## Task item:
Copy out all of the data word for word. Omit every picture.
-*-
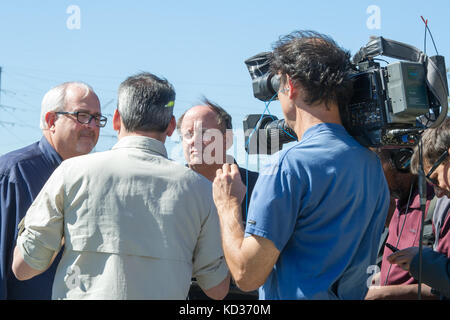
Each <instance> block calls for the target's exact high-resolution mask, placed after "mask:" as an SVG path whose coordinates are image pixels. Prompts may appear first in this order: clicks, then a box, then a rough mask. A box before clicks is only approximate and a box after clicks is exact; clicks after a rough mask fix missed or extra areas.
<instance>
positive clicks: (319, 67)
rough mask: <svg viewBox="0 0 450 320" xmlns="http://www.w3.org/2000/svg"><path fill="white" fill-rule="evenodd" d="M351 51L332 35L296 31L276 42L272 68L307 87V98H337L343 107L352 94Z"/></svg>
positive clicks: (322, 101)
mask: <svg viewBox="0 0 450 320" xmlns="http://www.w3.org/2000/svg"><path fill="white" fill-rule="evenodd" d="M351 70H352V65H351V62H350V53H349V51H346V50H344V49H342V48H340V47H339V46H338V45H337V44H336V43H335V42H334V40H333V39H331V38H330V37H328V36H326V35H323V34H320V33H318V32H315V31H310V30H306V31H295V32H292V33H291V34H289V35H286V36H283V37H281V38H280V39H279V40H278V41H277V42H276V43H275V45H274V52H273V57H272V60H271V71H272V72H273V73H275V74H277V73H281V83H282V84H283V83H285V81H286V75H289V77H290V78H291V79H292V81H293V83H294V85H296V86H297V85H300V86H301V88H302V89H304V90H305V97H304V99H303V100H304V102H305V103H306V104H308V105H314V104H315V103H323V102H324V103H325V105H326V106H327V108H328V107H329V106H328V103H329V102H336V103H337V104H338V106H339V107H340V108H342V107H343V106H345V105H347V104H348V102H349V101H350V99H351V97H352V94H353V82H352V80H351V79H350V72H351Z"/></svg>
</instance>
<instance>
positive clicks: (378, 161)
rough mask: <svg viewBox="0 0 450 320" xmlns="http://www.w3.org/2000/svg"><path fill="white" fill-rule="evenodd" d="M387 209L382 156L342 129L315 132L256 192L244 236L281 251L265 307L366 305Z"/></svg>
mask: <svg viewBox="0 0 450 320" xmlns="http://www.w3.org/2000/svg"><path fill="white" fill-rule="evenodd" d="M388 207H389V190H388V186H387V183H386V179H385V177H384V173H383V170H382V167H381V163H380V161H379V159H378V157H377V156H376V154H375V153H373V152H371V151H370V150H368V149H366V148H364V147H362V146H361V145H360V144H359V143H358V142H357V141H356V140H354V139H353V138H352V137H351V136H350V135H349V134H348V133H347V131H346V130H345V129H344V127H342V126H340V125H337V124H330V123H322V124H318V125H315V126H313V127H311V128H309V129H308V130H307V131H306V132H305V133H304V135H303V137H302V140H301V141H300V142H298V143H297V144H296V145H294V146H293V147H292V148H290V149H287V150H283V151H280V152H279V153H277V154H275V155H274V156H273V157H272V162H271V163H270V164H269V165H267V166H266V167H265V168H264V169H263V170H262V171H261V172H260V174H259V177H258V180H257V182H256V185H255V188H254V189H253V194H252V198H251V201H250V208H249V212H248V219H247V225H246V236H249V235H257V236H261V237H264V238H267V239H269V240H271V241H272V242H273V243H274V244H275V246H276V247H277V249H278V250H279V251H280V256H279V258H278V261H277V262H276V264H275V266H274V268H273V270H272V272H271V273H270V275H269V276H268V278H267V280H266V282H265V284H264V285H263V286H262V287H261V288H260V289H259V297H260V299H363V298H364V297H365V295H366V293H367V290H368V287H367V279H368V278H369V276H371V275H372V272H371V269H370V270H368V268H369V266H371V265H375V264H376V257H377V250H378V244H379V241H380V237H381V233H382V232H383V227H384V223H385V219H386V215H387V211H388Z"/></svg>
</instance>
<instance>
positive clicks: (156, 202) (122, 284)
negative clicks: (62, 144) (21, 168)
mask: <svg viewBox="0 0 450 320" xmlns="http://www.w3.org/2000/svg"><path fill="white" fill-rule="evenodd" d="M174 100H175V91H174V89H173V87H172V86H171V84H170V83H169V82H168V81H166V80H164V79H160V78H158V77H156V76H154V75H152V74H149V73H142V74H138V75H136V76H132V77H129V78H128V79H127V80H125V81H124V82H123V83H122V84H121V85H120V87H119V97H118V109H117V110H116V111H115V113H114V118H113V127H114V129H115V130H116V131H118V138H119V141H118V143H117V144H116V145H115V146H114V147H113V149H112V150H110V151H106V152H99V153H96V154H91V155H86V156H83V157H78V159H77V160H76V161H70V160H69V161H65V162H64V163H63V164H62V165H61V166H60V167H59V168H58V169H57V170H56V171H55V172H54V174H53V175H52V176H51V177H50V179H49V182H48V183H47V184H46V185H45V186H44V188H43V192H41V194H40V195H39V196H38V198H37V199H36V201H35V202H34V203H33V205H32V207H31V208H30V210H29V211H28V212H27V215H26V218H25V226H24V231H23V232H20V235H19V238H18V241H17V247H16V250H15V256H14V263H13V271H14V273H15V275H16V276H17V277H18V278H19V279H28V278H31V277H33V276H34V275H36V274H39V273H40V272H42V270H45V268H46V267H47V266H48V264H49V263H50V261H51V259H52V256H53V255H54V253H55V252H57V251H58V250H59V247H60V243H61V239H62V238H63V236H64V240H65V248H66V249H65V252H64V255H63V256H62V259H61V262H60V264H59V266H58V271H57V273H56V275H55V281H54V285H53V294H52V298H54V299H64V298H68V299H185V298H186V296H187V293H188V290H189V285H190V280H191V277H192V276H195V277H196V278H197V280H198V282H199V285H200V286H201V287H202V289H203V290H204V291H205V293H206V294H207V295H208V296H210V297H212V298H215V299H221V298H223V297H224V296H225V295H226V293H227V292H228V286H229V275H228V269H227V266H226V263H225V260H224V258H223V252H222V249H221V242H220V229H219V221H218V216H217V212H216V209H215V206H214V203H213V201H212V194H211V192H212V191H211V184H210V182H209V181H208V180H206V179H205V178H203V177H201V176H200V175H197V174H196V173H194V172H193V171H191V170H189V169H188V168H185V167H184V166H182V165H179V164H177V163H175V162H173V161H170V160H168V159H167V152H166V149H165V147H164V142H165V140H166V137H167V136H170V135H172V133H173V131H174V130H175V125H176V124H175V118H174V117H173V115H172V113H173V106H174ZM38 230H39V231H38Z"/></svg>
-*-
## Solution to the exercise:
Each <instance> block calls for the target's exact high-resolution mask, placed after "mask:" as an SVG path whose coordinates are image pixels. Prompts may appear first in this order: clicks, then a box, then a rough mask. A box before clicks is only approximate and a box after clicks is exact; clicks after a rough mask fix missed or extra areas.
<instance>
positive clicks: (319, 67)
rough mask: <svg viewBox="0 0 450 320" xmlns="http://www.w3.org/2000/svg"><path fill="white" fill-rule="evenodd" d="M351 51L332 35L296 31L276 42L272 68L307 87V98H337L343 107L352 94Z"/></svg>
positive clicks: (322, 101)
mask: <svg viewBox="0 0 450 320" xmlns="http://www.w3.org/2000/svg"><path fill="white" fill-rule="evenodd" d="M351 70H352V65H351V62H350V53H349V51H346V50H344V49H342V48H340V47H339V46H338V45H337V44H336V43H335V42H334V40H333V39H331V38H330V37H328V36H326V35H323V34H320V33H318V32H315V31H310V30H306V31H295V32H292V33H291V34H289V35H286V36H283V37H281V38H280V39H279V40H278V41H277V42H276V43H275V45H274V52H273V57H272V60H271V71H272V72H273V73H275V74H277V73H281V83H282V84H283V83H285V81H286V75H289V77H290V78H291V79H292V81H293V83H294V85H296V86H297V85H300V86H301V88H302V89H304V90H305V97H304V99H303V100H304V102H305V103H306V104H308V105H314V104H315V103H323V102H324V103H325V105H326V106H327V108H328V107H329V106H328V103H329V102H336V103H337V104H338V106H339V107H340V108H342V107H343V106H345V105H347V104H348V102H349V101H350V99H351V97H352V94H353V82H352V80H351V79H350V72H351Z"/></svg>
</instance>
<instance>
positive clicks: (378, 161)
rough mask: <svg viewBox="0 0 450 320" xmlns="http://www.w3.org/2000/svg"><path fill="white" fill-rule="evenodd" d="M387 209L382 156L342 129L315 132L256 192L244 236L281 251L265 307L366 305Z"/></svg>
mask: <svg viewBox="0 0 450 320" xmlns="http://www.w3.org/2000/svg"><path fill="white" fill-rule="evenodd" d="M388 207H389V190H388V186H387V183H386V179H385V177H384V173H383V170H382V167H381V163H380V161H379V159H378V157H377V156H376V154H375V153H373V152H371V151H370V150H368V149H366V148H364V147H362V146H361V145H360V144H359V143H358V142H357V141H356V140H354V139H353V138H352V137H351V136H350V135H349V134H348V133H347V131H346V130H345V129H344V127H342V126H340V125H337V124H330V123H322V124H318V125H315V126H313V127H311V128H309V129H308V130H307V131H306V132H305V133H304V135H303V137H302V140H301V141H300V142H298V143H297V144H296V145H294V146H293V147H292V148H290V149H287V150H283V151H280V152H279V153H277V154H275V155H274V156H273V157H272V162H271V163H270V164H269V165H267V166H266V167H265V168H264V169H263V170H262V171H261V172H260V174H259V177H258V180H257V182H256V185H255V188H254V189H253V194H252V198H251V201H250V208H249V212H248V219H247V225H246V236H249V235H257V236H261V237H264V238H267V239H269V240H271V241H272V242H273V243H274V244H275V246H276V247H277V249H278V250H279V251H280V256H279V258H278V261H277V262H276V264H275V266H274V268H273V270H272V272H271V273H270V275H269V276H268V278H267V280H266V282H265V284H264V285H263V286H262V287H261V288H260V289H259V297H260V299H363V298H364V297H365V295H366V293H367V290H368V287H367V279H368V278H369V276H371V275H372V272H371V269H370V270H368V268H369V266H371V265H375V264H376V257H377V250H378V244H379V241H380V237H381V233H382V232H383V227H384V223H385V219H386V215H387V211H388Z"/></svg>
</instance>
<instance>
positive clicks: (156, 202) (122, 284)
negative clicks: (62, 144) (21, 168)
mask: <svg viewBox="0 0 450 320" xmlns="http://www.w3.org/2000/svg"><path fill="white" fill-rule="evenodd" d="M174 100H175V91H174V89H173V87H172V86H171V84H170V83H169V82H168V81H166V80H164V79H160V78H158V77H156V76H154V75H152V74H149V73H142V74H138V75H136V76H132V77H129V78H128V79H127V80H125V81H124V82H123V83H122V84H121V85H120V87H119V97H118V109H117V110H116V111H115V113H114V118H113V127H114V129H115V130H116V131H118V138H119V141H118V143H117V144H116V145H115V146H114V147H113V149H112V150H110V151H106V152H99V153H96V154H91V155H86V156H83V157H78V159H77V160H76V161H70V160H69V161H65V162H64V163H63V164H62V165H61V166H60V167H59V168H58V169H57V170H56V171H55V172H54V174H53V175H52V176H51V177H50V179H49V182H48V183H47V184H46V185H45V186H44V188H43V192H41V194H40V195H39V196H38V198H37V199H36V201H35V202H34V203H33V205H32V207H31V208H30V210H29V211H28V212H27V215H26V218H25V226H24V231H23V232H20V235H19V238H18V241H17V247H16V250H15V256H14V263H13V271H14V273H15V275H16V276H17V277H18V278H19V279H28V278H31V277H33V276H34V275H36V274H39V273H40V272H42V270H45V268H46V267H47V266H48V264H49V263H50V261H51V259H52V256H53V255H54V253H55V252H57V251H58V250H59V247H60V243H61V239H62V238H63V236H64V240H65V248H66V249H65V252H64V255H63V256H62V259H61V262H60V264H59V266H58V271H57V273H56V275H55V281H54V285H53V294H52V298H54V299H64V298H68V299H185V298H186V296H187V293H188V290H189V285H190V280H191V277H192V276H195V277H196V278H197V280H198V282H199V285H200V286H201V287H202V289H203V290H204V291H205V293H206V294H207V295H208V296H210V297H212V298H215V299H221V298H223V297H224V296H225V295H226V293H227V292H228V286H229V275H228V269H227V266H226V263H225V260H224V258H223V252H222V249H221V242H220V229H219V221H218V216H217V212H216V209H215V206H214V203H213V201H212V194H211V192H212V191H211V184H210V182H209V181H208V180H206V179H205V178H203V177H201V176H200V175H197V174H196V173H194V172H193V171H191V170H189V169H188V168H185V167H184V166H182V165H179V164H177V163H175V162H173V161H170V160H168V159H167V152H166V149H165V147H164V142H165V140H166V137H167V136H170V135H172V133H173V131H174V130H175V125H176V124H175V118H174V117H173V115H172V113H173V106H174ZM38 230H39V231H38Z"/></svg>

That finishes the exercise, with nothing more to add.